Despite the car's long wheelbase and substantial curb weight, the 5GT still proved itself to be an engaging steer on the undulating coastal roads around Lisbon. Speaking of – if you prefer a quicker helm, BMW offers an optional Integral Active Steering system that varies the rack's ratio and provides a bit of rear-wheel steering. However, we're not sure we see the need. While IAS may help shave a second or so off your lap time at the Nürburgring, it seems rather beside the point with a practically minded vehicle like the 5GT. Further, the standard hydraulic system offers superior feedback and more predictable turn-in with the added benefit of lower cost and complexity.
Similarly, although the 4.4-liter V8-powered 550i model wasn't available for sampling at the launch event (it's the only engine that will be available Stateside when the model launches in December), we can't see why we wouldn't save some ducats and go with less expensive 3.0-liter twin-scroll turbo inline-six of the 535i, as it's substantially lighter, offers plenty of power, and promises to be more economical to purchase and operate. With 304 horsepower (@ 5,800 rpm) and 295 pound-feet of torque available from just 1,200 rpm, it's also no slouch. Sixty mph arrives in an estimated 6.3 seconds and the party doesn't stop until 155 mph. Unfortunately, you'll have to hold out until next spring if you want the new direct-injected, Valvetronic-equipped six, but at least if you're willing to wait that long, you'll also probably be able to select xDrive for enhanced all-season grip.

_____

◆ **Actions to take**
(a) Write out the part of the BMW 5GT review starting with "Similarly, although the" and going on through "enhanced all-season grip.".
(b) Answer these questions from the BMW 5GT review:
(i) What optional steering system does BMW offer for the 5GT?
(ii) How much horsepower does the 535i's inline-six produce?
(iii) In what month will the model launch Stateside?
(c) Proceed with the BMW 5GT review, picking up after its final sentence.
The records have no role in any of this.

(Point annotation records)
_____

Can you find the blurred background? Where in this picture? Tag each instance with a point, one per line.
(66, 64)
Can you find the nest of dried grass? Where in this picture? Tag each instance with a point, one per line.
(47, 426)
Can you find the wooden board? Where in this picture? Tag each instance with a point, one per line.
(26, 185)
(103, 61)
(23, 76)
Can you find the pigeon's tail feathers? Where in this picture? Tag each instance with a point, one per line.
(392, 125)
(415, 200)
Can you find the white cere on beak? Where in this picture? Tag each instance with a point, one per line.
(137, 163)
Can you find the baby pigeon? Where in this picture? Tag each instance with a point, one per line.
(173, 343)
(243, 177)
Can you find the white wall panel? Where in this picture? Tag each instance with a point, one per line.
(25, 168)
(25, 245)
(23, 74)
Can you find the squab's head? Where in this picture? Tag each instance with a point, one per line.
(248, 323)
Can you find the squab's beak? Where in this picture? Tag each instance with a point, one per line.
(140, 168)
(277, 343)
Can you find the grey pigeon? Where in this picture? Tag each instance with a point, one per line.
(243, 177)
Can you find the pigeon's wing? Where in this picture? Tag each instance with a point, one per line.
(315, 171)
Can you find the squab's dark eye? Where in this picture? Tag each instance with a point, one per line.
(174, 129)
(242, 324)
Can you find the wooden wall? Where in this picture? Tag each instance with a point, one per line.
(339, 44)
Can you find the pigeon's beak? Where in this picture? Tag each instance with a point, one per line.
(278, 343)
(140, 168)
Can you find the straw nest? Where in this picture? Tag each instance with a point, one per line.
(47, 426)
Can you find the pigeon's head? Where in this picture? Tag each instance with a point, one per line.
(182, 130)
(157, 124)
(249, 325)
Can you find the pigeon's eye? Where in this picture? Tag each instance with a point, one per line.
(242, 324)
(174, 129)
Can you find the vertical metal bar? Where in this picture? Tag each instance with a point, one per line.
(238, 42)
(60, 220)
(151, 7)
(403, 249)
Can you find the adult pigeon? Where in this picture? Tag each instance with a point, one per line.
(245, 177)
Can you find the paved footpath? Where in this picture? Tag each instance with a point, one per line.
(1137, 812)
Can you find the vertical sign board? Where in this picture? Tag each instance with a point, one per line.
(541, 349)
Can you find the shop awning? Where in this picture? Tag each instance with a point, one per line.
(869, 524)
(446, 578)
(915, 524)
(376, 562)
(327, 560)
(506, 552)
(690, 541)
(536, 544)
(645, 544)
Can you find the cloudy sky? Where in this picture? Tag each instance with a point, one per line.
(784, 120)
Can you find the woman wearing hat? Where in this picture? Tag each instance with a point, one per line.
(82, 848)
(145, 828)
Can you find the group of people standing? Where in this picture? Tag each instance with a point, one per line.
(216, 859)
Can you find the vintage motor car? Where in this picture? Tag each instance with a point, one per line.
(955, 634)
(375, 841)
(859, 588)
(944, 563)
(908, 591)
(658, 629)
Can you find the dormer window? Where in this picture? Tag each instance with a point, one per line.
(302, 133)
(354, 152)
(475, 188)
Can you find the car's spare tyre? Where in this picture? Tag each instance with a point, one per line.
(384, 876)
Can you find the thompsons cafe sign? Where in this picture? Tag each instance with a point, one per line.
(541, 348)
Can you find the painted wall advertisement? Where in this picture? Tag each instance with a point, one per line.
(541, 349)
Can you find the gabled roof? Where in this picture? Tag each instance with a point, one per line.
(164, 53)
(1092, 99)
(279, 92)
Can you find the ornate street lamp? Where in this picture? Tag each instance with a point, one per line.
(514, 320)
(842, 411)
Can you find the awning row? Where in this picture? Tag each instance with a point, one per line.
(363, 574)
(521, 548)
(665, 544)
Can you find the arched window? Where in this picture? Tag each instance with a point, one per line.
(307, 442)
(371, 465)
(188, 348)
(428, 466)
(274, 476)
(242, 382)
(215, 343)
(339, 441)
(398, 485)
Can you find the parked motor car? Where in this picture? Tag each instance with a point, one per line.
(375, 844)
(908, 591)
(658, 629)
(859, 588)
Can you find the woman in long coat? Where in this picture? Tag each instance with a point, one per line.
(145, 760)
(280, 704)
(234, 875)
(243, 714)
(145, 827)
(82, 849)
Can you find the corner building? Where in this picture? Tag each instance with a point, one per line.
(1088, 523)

_____

◆ **Outputs for the tasks**
(a)
Similarly, although the 4.4-liter V8-powered 550i model wasn't available for sampling at the launch event (it's the only engine that will be available Stateside when the model launches in December), we can't see why we wouldn't save some ducats and go with less expensive 3.0-liter twin-scroll turbo inline-six of the 535i, as it's substantially lighter, offers plenty of power, and promises to be more economical to purchase and operate. With 304 horsepower (@ 5,800 rpm) and 295 pound-feet of torque available from just 1,200 rpm, it's also no slouch. Sixty mph arrives in an estimated 6.3 seconds and the party doesn't stop until 155 mph. Unfortunately, you'll have to hold out until next spring if you want the new direct-injected, Valvetronic-equipped six, but at least if you're willing to wait that long, you'll also probably be able to select xDrive for enhanced all-season grip.

(b)
(i) Integral Active Steering
(ii) 304 horsepower (at 5,800 rpm)
(iii) December

(c)
Regardless of engine choice, all U.S.-bound 5GTs will feature Dynamic Drive Control, a rocker switch that gives the driver the ability to electronically gird the car's various systems for performance driving. DDC alters everything from throttle response to gearbox shift points, stability control thresholds and steering assistance. Those settings come in the form of Normal, Sport, and Sport + – we'd recommend the middle setting even for daily driving duties, as it isn't too firm.
Having spent some quality time both driving and reflecting upon what BMW has created here, we're convinced that Munich has come up with a far more complete product than we might have reasonably thought. It drives very well and it offers a number of unique functional attributes that we can see being of real value for some customers. What we're still foggy on, however, is how BMW will successfully market this thing. With its modest ground clearance, it isn't a crossover, and it isn't really a minivan/people mover either. It's just different enough that it has no natural competitors – especially in America, which isn't slated to get vehicles like Audi's A5
Sportback. Premium rear-drive hatches like the Porsche Panamera
and Mercedes-Benz's slow-selling R-Class
are just too far afield to be considered rivals, and even though pricing has yet to be revealed (we're guessing the generously equipped 535i will start in the mid-$ixties somewhere), it figures to be costlier than, say, an Audi A6
To be fair, being a party-of-one can be an enviable position from which to operate, but it can also place one outside popular consideration. Whether BMW's marketing crew can convince American consumers that a tallish 5 Series with a prehensile tail is the next evolution of the premium family car remains to be seen. Will the Gran Turismo prove to be the missing link that buyers have been clamoring for, or an evolutionary cul-de-sac? Only natural selection
customer dollars will decide.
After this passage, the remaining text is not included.